▶ [WHAT IS EXPECTED]
Restate the listing that follows word for word, without its pictures.

[START RAW RECORDS]

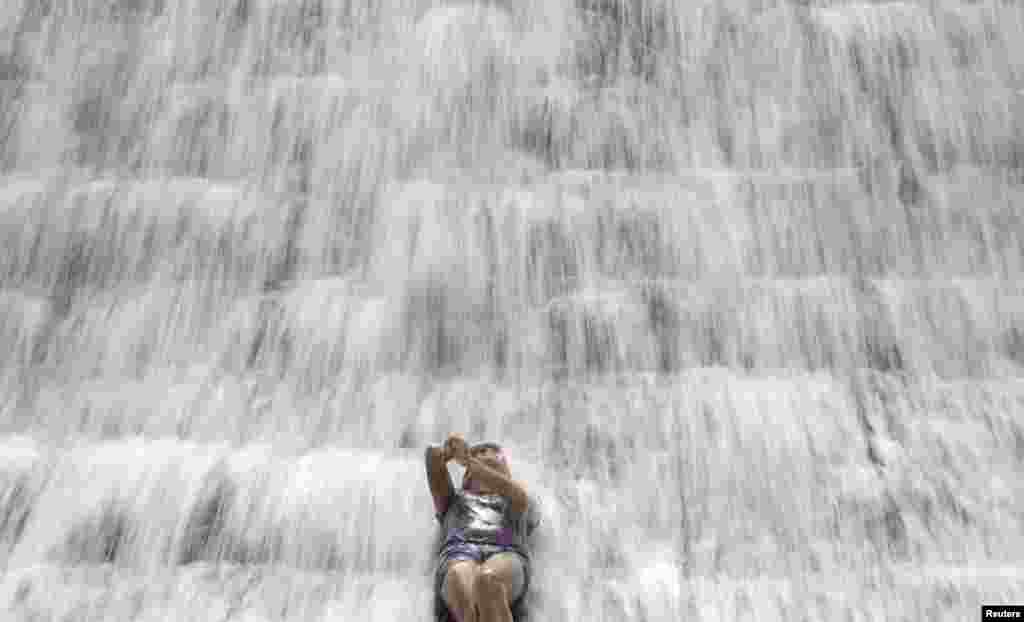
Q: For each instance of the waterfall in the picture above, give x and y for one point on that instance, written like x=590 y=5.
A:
x=738 y=285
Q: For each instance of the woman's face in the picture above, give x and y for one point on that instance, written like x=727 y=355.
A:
x=493 y=458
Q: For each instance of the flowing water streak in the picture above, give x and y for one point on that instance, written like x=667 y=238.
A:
x=738 y=284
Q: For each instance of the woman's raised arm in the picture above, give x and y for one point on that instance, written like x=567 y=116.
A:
x=439 y=479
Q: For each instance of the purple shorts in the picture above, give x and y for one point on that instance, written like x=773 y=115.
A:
x=480 y=553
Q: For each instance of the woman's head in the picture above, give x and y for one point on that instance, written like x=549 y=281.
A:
x=493 y=456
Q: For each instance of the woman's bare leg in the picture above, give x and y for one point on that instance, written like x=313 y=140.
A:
x=460 y=589
x=498 y=582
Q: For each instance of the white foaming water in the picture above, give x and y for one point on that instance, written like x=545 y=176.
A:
x=738 y=286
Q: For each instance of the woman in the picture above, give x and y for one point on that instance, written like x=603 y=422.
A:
x=483 y=563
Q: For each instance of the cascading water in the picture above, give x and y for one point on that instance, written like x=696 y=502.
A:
x=737 y=284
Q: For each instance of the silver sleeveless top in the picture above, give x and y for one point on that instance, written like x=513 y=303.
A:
x=486 y=520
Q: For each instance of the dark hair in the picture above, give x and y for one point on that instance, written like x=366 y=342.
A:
x=483 y=446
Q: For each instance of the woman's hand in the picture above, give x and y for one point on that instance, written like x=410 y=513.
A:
x=457 y=449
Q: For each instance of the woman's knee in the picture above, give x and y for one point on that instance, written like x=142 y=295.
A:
x=489 y=587
x=460 y=589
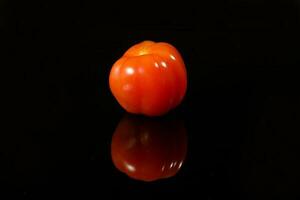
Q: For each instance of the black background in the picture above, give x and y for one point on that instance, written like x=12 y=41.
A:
x=241 y=109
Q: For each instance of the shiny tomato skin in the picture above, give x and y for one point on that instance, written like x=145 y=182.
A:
x=148 y=150
x=150 y=79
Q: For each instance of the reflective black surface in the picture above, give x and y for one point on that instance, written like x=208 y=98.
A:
x=241 y=111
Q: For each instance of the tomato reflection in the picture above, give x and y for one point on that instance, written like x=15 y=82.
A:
x=149 y=149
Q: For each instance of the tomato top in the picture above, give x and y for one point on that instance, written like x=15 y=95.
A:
x=150 y=78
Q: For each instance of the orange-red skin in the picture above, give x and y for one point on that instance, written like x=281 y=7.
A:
x=149 y=150
x=149 y=79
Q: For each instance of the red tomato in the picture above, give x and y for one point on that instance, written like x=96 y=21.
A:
x=148 y=150
x=150 y=79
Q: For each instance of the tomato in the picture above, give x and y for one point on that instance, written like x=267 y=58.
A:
x=148 y=150
x=150 y=78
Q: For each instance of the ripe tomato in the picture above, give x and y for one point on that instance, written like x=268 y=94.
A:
x=148 y=150
x=150 y=79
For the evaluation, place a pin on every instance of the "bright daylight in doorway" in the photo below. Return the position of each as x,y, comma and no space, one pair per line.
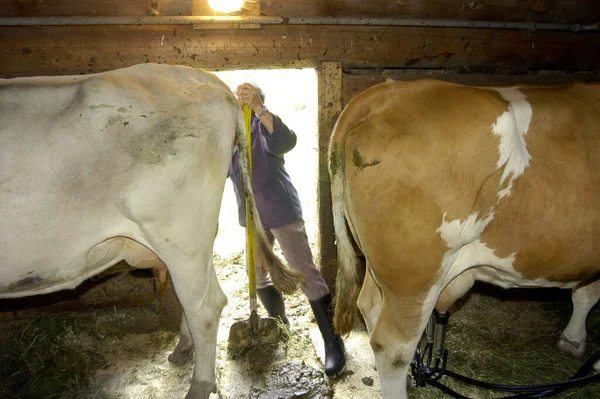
292,95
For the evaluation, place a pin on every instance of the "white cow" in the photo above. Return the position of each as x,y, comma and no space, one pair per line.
123,165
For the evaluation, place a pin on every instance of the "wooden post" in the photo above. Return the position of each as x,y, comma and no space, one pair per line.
330,107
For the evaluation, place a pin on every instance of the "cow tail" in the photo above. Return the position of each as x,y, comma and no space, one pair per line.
285,279
347,285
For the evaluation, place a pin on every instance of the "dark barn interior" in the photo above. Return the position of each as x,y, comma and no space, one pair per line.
353,44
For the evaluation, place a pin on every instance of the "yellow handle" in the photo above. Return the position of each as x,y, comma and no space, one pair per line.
249,221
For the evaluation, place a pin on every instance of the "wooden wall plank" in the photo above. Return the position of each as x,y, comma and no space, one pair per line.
356,81
564,11
27,51
330,107
68,8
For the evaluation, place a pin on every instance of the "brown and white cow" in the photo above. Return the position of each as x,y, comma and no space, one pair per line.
443,184
123,165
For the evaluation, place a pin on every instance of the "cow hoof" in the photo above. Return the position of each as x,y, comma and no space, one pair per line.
180,357
572,348
201,390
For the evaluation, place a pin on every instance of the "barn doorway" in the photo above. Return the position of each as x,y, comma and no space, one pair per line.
292,95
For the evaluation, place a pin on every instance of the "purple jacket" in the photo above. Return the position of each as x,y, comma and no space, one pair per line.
276,198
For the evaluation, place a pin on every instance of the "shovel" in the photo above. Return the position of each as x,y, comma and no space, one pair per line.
255,330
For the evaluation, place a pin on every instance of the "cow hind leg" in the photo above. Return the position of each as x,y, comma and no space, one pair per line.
369,301
201,298
572,340
392,344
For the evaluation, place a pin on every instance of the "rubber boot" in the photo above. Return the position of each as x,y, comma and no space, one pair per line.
272,300
335,360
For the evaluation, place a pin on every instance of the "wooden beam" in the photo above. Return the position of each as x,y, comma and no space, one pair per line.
27,51
330,107
356,81
558,11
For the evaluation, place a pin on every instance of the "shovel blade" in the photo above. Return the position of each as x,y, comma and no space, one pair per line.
249,333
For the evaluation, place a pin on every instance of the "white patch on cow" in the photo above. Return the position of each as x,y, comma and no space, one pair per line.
512,126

[END RAW RECORDS]

▶ [RESULT OF THIS TASK]
Q: For each instance of the waterfall in the picture above, give x and y for one point on that instance, written like x=590 y=5.
A:
x=738 y=285
Q: For each instance of the woman's face in the picture above, give x and y for one point on that instance, written like x=727 y=355.
A:
x=493 y=458
Q: For each instance of the flowing water streak in the picture above, give x and y for one point on that instance, written like x=667 y=238.
A:
x=738 y=284
Q: For each instance of the woman's raised arm in the picture above, give x and y for one point on that instance, written like x=567 y=116.
A:
x=439 y=479
Q: For each instance of the purple shorts in the picture above, give x and y for one point on that instance, written like x=773 y=115.
A:
x=480 y=553
Q: For each instance of the woman's head in the picture above, give x and y for one point on that instance, written like x=549 y=281.
A:
x=493 y=456
Q: For each instance of the woman's bare leg in the picture above, give x and y for one point on that instance, written like x=313 y=140.
A:
x=460 y=589
x=498 y=582
Q: For each instance of the white foaming water in the picture above, give x and y for one point on that instance, written like x=545 y=176.
A:
x=738 y=286
Q: For each instance of the woman in the picture above, give x and y for one point on that instance, written like x=603 y=422.
A:
x=483 y=563
Q: For each instance of the cascading water in the picture above, give x and y for one point on that instance, written like x=696 y=502.
A:
x=737 y=284
Q: For each instance of the silver sleeveless top in the picture above, give x and y for one point on that instance, written like x=513 y=303.
A:
x=486 y=520
Q: For each instance of the dark hair in the picture above, give x and y for one point on that instance, written like x=366 y=342.
A:
x=483 y=446
Q: For each instance of the woman's hand in the picture above, give x and y for one point on that instance, written like x=410 y=513.
A:
x=457 y=449
Q: For each instance of the woman's knee in the picture above, give x and y for one point on that instance, written like x=142 y=295.
A:
x=489 y=587
x=460 y=589
Q: For each instance of the black background in the picture above, give x and y for one point on that instance, written like x=12 y=41.
A:
x=241 y=109
Q: For each instance of the shiny tomato skin in the picture above, give x and y for one point on that instance, written like x=145 y=182.
A:
x=148 y=150
x=150 y=79
Q: For each instance of the reflective black surface in the picture above, give x and y for one point on that instance, written like x=208 y=98.
A:
x=241 y=111
Q: For each instance of the tomato reflection in the picture above, give x and y for one point on that instance, written like x=15 y=82.
A:
x=149 y=149
Q: For each instance of the tomato top in the picture above, give x and y for one point on that instance, written like x=15 y=95.
A:
x=150 y=78
Q: For each instance of the orange-red skin in the picture above, give x and y for one point on that instance, written like x=281 y=7.
A:
x=149 y=150
x=149 y=79
Q: For each instance of the red tomato in the picture above, give x and y for one point on that instance, written like x=96 y=21.
A:
x=148 y=150
x=150 y=79
Q: For each instance of the tomato in the picture above, give x and y for one point on that instance, written like x=267 y=58.
A:
x=148 y=150
x=150 y=78
Q: For each instance of the ripe tomato in the picture above, give x and y for one point on that instance, written like x=268 y=94.
A:
x=148 y=150
x=150 y=79
For the evaluation, place a pin on every instance of the "bright daylight in doorway" in the photo below. Return the position of each as x,y, comma and no space, one pair per line.
292,95
For the evaluation, place a pin on every instance of the "white cow" in the photo above. Return the position of each as x,y, comma and no space, one pair per line.
123,165
For the evaluation, place a pin on every instance of the "wooden post" in the photo above. Return the position of each as x,y, comma and no space, one pair per line.
330,107
For the evaluation, place a pin on every instance of the "cow tail" in the photo above. Return the position of each as x,y, comma and no space, one pair per line.
285,279
347,285
For the evaluation, place a pin on every instance of the "dark barn interior" in the photo above. Return the position of each as x,y, comma and no space, one pair per line.
353,44
For the evaluation, place a pin on every instance of the "yellow handle" in the photo above. Return the position of each as x,y, comma and no space, one pair per line.
249,221
For the evaluation, place a pin on every instance of the "wooden wall plank" in the photo above. Return the position of each as x,y, comma and no space, one pair per line.
356,81
564,11
27,51
330,107
68,8
For the evaluation, place a pin on every instance of the "brown and white cow" in the photo above. Return the position of each as x,y, comma and no space, one pair per line.
443,184
123,165
For the evaluation, place a pin on every instance of the "cow hoof" in the photo above. Return the position of each as x,y, comma and no space, one pair per line.
180,357
572,348
201,390
For the evaluation, place a pin on every instance of the "barn doorway" in the photo above. Return the position of each as x,y, comma and no space, one pair per line.
292,95
For the evaluation, place a pin on every instance of the "purple jacket" in the photo above. Return the position of each as x,y, comma and no space, one pair per line.
276,198
For the evaluation, place a pin on every instance of the "shovel" in the photo above. Return the position of each as x,y, comma and no space, one pair per line.
255,330
For the evaluation, place a pin on every instance of the "cow hind leg" in the photo above. Return the position of each as x,y, comma and no space, one pair per line.
369,301
201,298
572,340
392,344
For the evaluation, place a pin on every instance of the "rubber boot" in the photo above. Return the position of each as x,y, comma and no space, one pair per line.
272,300
335,360
For the evaluation, place a pin on every instance of the "wooden beam" in the photo above. Return the position of each as x,y, comma and no space, one pair per line.
27,51
330,107
356,81
558,11
For the evaluation, place a pin on every instance of the "shovel blade" in the photo above. Return the position of each as x,y, comma and no space, one pair per line.
249,333
For the evaluation, place a pin on every instance of the "white patch on cow" in the photo above. Return the position of each as x,y, comma and no space, one pair per line.
512,126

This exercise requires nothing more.